## Given exercise 1
According to the disclosure text, which factors does the company consider when it reevaluates whether to retain a property?
## Given exercise 2
Repeat the portion of the disclosure text between "Notes to Consolidated" and "market lease values.", inclusive.
___ Text block ___
As noted above, we currently provide information regarding acquisitions made during the reporting period in MD&A.  In future periodic reports, we will expand our disclosure to include the capitalization rates for properties acquired during the period and a description of how we calculate capitalization rates, including how we calculate NOI for these purposes.  To date, we have not disposed of any properties.  When we periodically reevaluate our decision to retain a property we consider a number of factors, such as changing conditions in the market in which the property is located, our assessment of the future profitability of the property and the amount of capital required to maintain the property.  We do not typically consider the exit capitalization rate in deciding whether to dispose of a property, in part since capitalization rates for properties that we dispose of likely often would be negative as a result of unsatisfactory operating results or losses.  Consequently, we do not believe that reporting capitalization rates of properties that we dispose of would provide meaningful information to investors.

 

Item 15. Exhibits and Financial Statement Schedules

(a) Index to Financial Statements and Financial Statement Schedules

Notes to Consolidated Financial Statements, page F-7

Note 2. Summary of Significant Accounting Policies, page F-7

Real Estate Properties, page F-7

 

7.                                      Please tell us how you have considered any fixed rate renewal options into your calculation of the fair value of below market lease values.
___ Entries supplied ___
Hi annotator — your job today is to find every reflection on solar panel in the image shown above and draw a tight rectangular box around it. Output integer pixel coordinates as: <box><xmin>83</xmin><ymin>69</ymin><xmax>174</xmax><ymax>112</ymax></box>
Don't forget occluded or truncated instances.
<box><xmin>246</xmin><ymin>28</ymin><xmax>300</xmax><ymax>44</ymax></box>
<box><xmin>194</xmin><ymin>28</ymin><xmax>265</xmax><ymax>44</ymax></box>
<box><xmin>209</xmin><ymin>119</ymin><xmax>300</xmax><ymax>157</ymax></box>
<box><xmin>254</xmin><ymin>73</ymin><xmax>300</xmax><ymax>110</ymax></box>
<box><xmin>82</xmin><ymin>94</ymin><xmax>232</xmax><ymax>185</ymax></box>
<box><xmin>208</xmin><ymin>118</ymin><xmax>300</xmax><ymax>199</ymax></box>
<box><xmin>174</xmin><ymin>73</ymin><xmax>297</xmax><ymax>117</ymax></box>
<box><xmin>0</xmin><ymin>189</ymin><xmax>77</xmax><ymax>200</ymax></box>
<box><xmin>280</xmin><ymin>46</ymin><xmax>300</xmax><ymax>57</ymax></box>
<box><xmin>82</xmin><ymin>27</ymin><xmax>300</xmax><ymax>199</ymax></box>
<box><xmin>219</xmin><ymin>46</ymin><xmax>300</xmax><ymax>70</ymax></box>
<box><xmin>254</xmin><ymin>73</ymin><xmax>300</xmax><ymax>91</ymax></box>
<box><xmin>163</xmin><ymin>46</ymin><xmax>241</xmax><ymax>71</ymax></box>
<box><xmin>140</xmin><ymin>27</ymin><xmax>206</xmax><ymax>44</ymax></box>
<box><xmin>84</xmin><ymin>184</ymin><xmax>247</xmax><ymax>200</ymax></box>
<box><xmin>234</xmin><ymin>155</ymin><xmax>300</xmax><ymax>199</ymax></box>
___
## Output 1
Changing conditions in the property's market, its assessment of the property's future profitability, and the amount of capital required to maintain the property.

## Output 2
Notes to Consolidated Financial Statements, page F-7

Note 2. Summary of Significant Accounting Policies, page F-7

Real Estate Properties, page F-7

 

7.                                      Please tell us how you have considered any fixed rate renewal options into your calculation of the fair value of below market lease values.